Task prompt:
Look through the records and copy each line that has "paved" in it.

START Data listing

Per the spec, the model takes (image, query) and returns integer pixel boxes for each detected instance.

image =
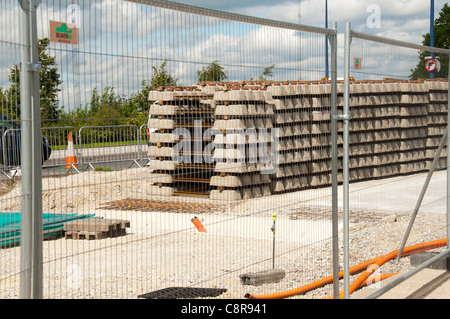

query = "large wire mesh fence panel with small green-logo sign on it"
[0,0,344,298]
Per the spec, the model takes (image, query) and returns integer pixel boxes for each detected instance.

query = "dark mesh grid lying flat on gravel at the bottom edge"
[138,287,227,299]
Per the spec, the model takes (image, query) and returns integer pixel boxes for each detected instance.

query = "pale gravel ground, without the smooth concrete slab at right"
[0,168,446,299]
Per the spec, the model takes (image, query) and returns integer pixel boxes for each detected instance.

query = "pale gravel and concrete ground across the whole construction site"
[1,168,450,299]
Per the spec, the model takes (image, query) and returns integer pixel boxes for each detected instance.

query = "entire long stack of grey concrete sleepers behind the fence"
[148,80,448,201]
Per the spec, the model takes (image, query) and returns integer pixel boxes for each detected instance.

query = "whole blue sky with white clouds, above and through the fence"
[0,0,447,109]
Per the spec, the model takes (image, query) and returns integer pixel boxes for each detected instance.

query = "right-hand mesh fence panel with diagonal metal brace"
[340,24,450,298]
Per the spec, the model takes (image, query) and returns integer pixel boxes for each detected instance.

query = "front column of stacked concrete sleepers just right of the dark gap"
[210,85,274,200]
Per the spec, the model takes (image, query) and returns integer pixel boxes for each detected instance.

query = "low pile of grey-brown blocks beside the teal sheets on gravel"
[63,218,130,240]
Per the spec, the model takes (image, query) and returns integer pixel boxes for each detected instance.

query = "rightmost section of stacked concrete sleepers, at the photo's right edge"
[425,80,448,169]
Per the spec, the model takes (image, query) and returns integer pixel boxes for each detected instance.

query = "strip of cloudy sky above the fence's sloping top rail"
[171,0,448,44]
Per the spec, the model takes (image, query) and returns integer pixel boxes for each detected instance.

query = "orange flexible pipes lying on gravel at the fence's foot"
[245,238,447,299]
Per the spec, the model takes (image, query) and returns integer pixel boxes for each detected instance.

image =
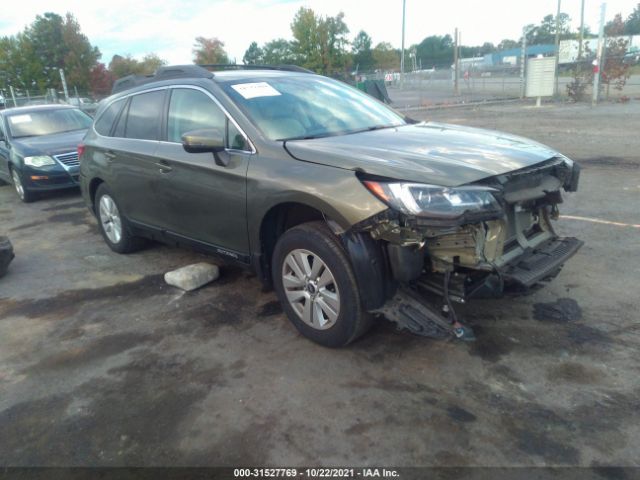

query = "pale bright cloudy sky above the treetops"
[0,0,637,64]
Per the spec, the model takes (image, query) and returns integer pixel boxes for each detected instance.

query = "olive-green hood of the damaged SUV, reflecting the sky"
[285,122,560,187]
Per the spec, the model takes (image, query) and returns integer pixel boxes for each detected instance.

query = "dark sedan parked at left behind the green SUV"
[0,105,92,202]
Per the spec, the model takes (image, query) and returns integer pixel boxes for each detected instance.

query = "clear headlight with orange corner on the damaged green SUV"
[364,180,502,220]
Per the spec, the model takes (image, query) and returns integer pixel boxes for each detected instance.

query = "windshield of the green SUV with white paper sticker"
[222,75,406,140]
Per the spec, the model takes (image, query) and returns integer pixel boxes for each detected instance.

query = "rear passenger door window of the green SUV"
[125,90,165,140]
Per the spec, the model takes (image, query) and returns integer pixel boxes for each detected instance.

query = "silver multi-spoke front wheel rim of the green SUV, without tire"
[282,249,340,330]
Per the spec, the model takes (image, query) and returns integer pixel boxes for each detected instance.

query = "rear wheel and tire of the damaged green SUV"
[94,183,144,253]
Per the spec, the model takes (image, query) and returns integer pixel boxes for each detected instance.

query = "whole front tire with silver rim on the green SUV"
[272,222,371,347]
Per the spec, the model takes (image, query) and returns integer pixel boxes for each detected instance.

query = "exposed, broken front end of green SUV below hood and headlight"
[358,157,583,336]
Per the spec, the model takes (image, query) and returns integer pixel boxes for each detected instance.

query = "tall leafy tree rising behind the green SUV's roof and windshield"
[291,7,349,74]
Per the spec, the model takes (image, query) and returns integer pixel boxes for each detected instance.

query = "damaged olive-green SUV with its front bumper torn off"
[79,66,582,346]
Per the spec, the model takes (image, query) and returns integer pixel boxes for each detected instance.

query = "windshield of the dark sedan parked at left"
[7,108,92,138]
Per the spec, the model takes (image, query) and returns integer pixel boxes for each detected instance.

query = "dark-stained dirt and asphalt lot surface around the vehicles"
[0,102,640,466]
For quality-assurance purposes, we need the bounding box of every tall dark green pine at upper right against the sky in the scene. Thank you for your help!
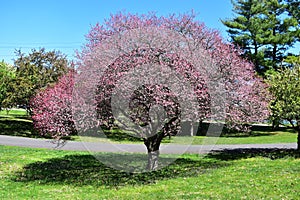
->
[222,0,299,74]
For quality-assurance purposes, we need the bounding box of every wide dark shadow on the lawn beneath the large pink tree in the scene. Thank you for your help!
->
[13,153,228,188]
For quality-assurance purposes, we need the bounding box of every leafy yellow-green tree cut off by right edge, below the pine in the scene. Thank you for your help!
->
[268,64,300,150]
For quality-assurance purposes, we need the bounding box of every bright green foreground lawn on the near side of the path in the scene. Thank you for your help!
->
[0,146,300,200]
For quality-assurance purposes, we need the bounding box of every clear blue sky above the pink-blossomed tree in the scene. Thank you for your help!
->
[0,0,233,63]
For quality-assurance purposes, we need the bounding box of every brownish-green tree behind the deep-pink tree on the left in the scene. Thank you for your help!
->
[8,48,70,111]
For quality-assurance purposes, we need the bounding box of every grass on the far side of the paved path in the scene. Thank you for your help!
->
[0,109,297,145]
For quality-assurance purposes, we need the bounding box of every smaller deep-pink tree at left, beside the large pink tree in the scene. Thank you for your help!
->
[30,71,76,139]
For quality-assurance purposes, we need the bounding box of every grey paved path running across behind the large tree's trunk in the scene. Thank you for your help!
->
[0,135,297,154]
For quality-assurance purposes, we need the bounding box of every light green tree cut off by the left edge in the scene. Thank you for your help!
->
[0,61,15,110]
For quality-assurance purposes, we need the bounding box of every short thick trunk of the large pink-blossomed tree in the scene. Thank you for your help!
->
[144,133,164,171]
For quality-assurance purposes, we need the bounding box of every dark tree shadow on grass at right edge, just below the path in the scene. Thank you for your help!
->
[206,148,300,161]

END Data listing

Solved exercise:
For quality-assurance purposes, we need the bounding box of every grass on the far side of the paved path in the scene. Thank you for your help!
For quality-assurance purposes, we need the bounding box of every grey paved path running across behind the large tree's trunk in the scene. Thank you for your help!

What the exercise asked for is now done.